**Estratto fornito**
========================
Fusione tra Comuni, il buon esempio di Cammarata e San Giovanni Gemini - QdS

Fusione tra Comuni, il buon esempio di Cammarata e San Giovanni Gemini

redazione

Fusione tra Comuni, il buon esempio di Cammarata e San Giovanni Gemini

giovedì 09 Novembre 2017

Gli abitanti chiamati a scegliere con un referendum. Se lo facessero anche gli altri, la Sicilia risparmierebbe 70 mln € l'anno.  

AGRIGENTO – I Consigli comunali di Cammarata e San Giovanni Gemini, in provincia di Agrigento, hanno approvato la proposta sull’indizione del referendum per la fusione dei due Comuni. Consenso unanime da quasi tutti i consiglieri sia di maggioranza che di opposizione, i quali hanno espresso giudizi positivi su questo progetto, che, se andrà a buon fine, porterebbe alla nascita del più grande comune dei monti Sicani.


LA LEGGE – Come prevede la legge regionale n. 30 del 2000 (che per la prima volta si avvia ad essere applicata per quanto concerne la fusione di Comuni) ha inizio, in questo modo, il complesso iter amministrativo che condurrà al referendum consultivo.
========================
**Parti dell'esercizio**
a. Riproduci il tratto dell'articolo sulla fusione tra Cammarata e San Giovanni Gemini che comincia con le parole contenenti "giovedì 09 Novembre" e termina con "dei monti Sicani.".
b. Rispondi, per favore, a queste domande sull'articolo sulla fusione tra Cammarata e San Giovanni Gemini:
(i) In quale provincia si trovano i due Comuni?
(ii) Quanto risparmierebbe ogni anno la Sicilia se anche gli altri Comuni facessero lo stesso?
(iii) Quale legge regionale prevede l'iter che porta al referendum consultivo?
c. Prosegui l'articolo sulla fusione tra Cammarata e San Giovanni Gemini a partire dal punto in cui si ferma.
========================
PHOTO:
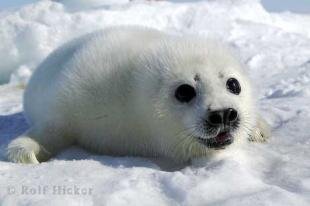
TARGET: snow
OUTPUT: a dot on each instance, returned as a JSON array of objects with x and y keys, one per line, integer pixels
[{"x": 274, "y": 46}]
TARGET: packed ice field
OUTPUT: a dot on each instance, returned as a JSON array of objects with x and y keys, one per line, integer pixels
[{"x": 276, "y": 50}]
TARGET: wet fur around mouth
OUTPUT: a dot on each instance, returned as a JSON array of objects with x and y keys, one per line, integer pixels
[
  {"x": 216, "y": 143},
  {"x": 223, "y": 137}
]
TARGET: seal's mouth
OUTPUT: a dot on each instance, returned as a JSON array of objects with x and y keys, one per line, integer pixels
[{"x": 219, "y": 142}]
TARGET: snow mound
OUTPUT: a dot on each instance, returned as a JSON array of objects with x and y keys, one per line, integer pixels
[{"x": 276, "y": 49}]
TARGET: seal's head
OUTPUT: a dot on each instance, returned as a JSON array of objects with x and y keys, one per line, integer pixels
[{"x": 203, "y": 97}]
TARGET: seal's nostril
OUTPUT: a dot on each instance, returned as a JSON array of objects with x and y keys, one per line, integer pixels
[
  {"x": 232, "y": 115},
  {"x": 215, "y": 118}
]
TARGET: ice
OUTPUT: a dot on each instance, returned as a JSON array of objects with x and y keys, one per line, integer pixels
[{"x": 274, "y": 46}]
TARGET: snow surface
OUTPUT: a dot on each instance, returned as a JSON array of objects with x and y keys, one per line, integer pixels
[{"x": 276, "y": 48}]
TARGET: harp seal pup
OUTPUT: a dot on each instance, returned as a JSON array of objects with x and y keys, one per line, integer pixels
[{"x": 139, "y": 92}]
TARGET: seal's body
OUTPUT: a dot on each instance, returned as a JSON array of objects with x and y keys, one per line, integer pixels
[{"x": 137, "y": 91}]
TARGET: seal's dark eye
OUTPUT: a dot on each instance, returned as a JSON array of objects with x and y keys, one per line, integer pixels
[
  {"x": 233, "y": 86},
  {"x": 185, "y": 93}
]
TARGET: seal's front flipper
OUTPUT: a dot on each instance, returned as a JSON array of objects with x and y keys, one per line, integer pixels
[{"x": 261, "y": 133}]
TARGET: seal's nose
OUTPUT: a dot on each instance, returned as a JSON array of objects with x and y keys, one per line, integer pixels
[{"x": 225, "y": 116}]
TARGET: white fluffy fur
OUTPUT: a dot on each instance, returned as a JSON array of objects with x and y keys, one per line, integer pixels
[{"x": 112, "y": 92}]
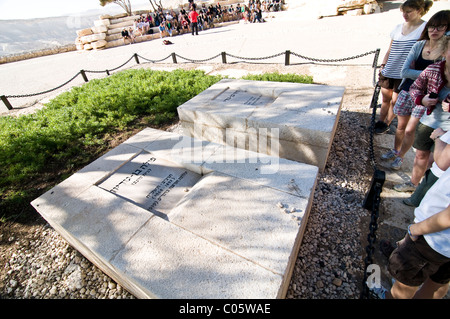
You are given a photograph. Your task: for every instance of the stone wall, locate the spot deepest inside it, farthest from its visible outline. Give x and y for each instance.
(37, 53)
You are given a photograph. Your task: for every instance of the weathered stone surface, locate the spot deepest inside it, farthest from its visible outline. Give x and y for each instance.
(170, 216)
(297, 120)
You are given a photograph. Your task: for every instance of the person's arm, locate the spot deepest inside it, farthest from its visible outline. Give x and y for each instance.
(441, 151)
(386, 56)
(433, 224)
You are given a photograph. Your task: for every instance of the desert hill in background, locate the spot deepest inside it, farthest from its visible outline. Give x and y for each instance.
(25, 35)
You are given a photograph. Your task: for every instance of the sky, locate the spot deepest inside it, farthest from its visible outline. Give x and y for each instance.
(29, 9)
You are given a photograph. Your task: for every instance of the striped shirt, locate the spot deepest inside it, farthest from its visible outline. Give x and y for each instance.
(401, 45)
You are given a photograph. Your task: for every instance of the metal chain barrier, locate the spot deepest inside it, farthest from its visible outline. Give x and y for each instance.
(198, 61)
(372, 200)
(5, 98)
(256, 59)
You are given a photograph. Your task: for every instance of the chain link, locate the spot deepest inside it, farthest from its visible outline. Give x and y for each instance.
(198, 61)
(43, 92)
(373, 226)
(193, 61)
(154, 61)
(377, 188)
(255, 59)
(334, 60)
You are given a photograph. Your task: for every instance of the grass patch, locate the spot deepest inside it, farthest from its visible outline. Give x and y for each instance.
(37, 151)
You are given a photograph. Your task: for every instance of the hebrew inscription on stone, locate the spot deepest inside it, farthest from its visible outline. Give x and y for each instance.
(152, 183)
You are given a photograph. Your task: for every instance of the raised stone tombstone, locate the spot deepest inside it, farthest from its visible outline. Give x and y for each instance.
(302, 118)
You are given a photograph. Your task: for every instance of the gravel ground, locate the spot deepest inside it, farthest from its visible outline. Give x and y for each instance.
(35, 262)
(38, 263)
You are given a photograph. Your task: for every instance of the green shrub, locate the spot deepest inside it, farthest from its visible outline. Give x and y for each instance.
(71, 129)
========================
**Risposte fornite**
a.
giovedì 09 Novembre 2017

Gli abitanti chiamati a scegliere con un referendum. Se lo facessero anche gli altri, la Sicilia risparmierebbe 70 mln € l'anno.  

AGRIGENTO – I Consigli comunali di Cammarata e San Giovanni Gemini, in provincia di Agrigento, hanno approvato la proposta sull’indizione del referendum per la fusione dei due Comuni. Consenso unanime da quasi tutti i consiglieri sia di maggioranza che di opposizione, i quali hanno espresso giudizi positivi su questo progetto, che, se andrà a buon fine, porterebbe alla nascita del più grande comune dei monti Sicani.

b.
(i) In provincia di Agrigento.
(ii) 70 milioni di euro l'anno.
(iii) La legge regionale n. 30 del 2000.

c.
I PROMOTORI – "Si tratta di un grande risultato – dice Nino Margagliotta, responsabile del Coordinamento intercomunale della fusione – per quanti lavorano da anni a questo ambizioso progetto, che un programma di speranza e di futuro per due piccole entità comunali che possono dare luogo al più grande comune del comprensorio dei Monti Sicani, anche se la portata di questa iniziativa va oltre l’ambito locale, dato che l’azione intrapresa a Cammarata e San Giovanni Gemini costituisce un importante segnale per l’avvio di una nuova governance in Sicilia. Con questi due atti deliberativi Cammarata e San Giovanni Gemini hanno compiuto una scelta storica e coraggiosa, che li portera’ fra qualche mese alla convocazione del referendum e dare voce ai cittadini, alla cui volontà è affidata la decisione finale".
 
I PRECEDENTI – Un tentativo di fusione era avvenuto nel 1922: il podestà Vincenzo Viola, aveva risposto alla richiesta del Prefetto sulla possibilità dell’unione. Ma a causa di accanite resistenze da parte di oppositori sia di Cammarata che di San Giovanni, l’unificazione non avvenne. La separazione del territorio di San Giovanni da quello di Cammarata fu voluta dal conte Ercole Branciforti nel 1587, che con apposito documento delimitò i nuovi confini.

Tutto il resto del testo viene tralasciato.